▸ Exercise: Print out the entries exactly, and include each one.

START Data for the task

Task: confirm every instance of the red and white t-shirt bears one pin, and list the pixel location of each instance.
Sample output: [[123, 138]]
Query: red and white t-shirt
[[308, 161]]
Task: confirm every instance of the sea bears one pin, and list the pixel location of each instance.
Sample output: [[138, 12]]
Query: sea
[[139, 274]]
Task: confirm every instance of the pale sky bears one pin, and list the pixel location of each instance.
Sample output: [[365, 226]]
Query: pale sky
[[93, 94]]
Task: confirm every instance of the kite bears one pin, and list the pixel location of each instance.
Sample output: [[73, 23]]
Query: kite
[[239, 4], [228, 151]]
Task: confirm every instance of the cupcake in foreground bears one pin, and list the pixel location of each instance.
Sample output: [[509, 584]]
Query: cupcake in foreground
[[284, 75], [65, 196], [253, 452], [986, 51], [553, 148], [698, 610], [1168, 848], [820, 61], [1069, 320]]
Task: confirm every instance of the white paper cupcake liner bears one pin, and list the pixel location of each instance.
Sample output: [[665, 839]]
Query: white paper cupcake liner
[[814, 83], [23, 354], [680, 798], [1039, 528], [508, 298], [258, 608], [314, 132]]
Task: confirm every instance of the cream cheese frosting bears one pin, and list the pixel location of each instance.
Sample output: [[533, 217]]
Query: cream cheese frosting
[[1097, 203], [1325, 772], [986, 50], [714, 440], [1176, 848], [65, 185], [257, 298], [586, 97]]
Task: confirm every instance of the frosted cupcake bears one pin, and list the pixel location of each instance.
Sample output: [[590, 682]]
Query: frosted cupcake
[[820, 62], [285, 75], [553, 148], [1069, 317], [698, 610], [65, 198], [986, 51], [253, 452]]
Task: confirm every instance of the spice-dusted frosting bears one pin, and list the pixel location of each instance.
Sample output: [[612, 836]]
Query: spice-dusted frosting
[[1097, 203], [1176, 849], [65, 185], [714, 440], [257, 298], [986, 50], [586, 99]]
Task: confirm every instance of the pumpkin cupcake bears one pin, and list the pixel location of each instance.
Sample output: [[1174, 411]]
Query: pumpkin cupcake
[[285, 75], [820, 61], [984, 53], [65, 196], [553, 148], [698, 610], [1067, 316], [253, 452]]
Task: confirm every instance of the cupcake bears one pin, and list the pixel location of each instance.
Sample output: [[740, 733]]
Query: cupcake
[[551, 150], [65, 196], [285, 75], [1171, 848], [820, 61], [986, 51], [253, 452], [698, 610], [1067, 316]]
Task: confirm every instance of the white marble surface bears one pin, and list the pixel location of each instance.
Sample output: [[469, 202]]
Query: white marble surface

END Data for the task

▸ Written solution:
Task: confirm every instance of the red and white t-shirt bears one pin, and list the pixel location of each instance.
Sample output: [[123, 138]]
Query: red and white t-shirt
[[308, 161]]
Task: confirm every instance of the sea bears one pin, and list the pixel location of each instance.
Sample output: [[138, 12]]
Query: sea
[[139, 274]]
Task: confirm every instance of the pale sky bears one pin, and list the pixel location of each instance.
Sample output: [[365, 226]]
Query: pale sky
[[93, 94]]
Task: confirm every instance of the kite bears one pin, and list the pixel location of each instance.
Sample output: [[73, 23]]
Query: kite
[[239, 4], [228, 151]]
Task: confirm every instance of the cupcake in foreground bears one pin, and list the pixel location of each instance.
Sample output: [[509, 584]]
Query: cupcake in foreground
[[284, 75], [65, 196], [253, 452], [986, 51], [553, 148], [698, 610], [1168, 848], [820, 61], [1069, 320]]
Task: confirm every instance of the white paper cupcake liner bears one pin, and list the pixel location of each instance.
Sample output: [[665, 839]]
Query: white paper cupcake liner
[[814, 83], [23, 354], [680, 798], [1039, 528], [508, 298], [258, 608], [314, 132]]
Task: confirm every instance of the cream cheese frosting bears one pin, and list the pixel location of each instance.
Sample output: [[533, 217]]
Query: cream cheese frosting
[[1097, 203], [1325, 772], [986, 50], [714, 440], [1176, 848], [65, 185], [257, 298], [586, 97]]
Task: confirm every instance of the frosted cupcake bears one pin, and list the pixel location of each instance.
Sample output: [[590, 682]]
Query: frosted cupcake
[[820, 62], [285, 75], [553, 148], [1069, 317], [698, 610], [65, 198], [986, 51], [253, 452]]
Task: confirm every instance of the spice-dusted frosting bears one pin, and list the pixel location of each instance.
Sample output: [[612, 836]]
Query: spice-dusted frosting
[[1097, 203], [1176, 849], [65, 185], [714, 440], [257, 298], [986, 50], [586, 99]]
Task: confirm every instance of the pumpkin cupcake bears one pin, and list the pixel location of each instance.
Sample output: [[1174, 411]]
Query: pumpkin cupcake
[[285, 75], [820, 61], [984, 53], [65, 196], [553, 148], [698, 610], [1067, 316], [253, 452]]
Task: confirm every instance of the cupcake bears one pin, and list the pixel location of each instance.
Sample output: [[740, 733]]
Query: cupcake
[[551, 150], [65, 196], [285, 75], [1171, 848], [820, 61], [986, 51], [253, 452], [698, 610], [1067, 316]]
Task: confirm every instance of the white marble surface bears one pin, and list the pixel location of each instance.
Sample output: [[469, 202]]
Query: white marble surface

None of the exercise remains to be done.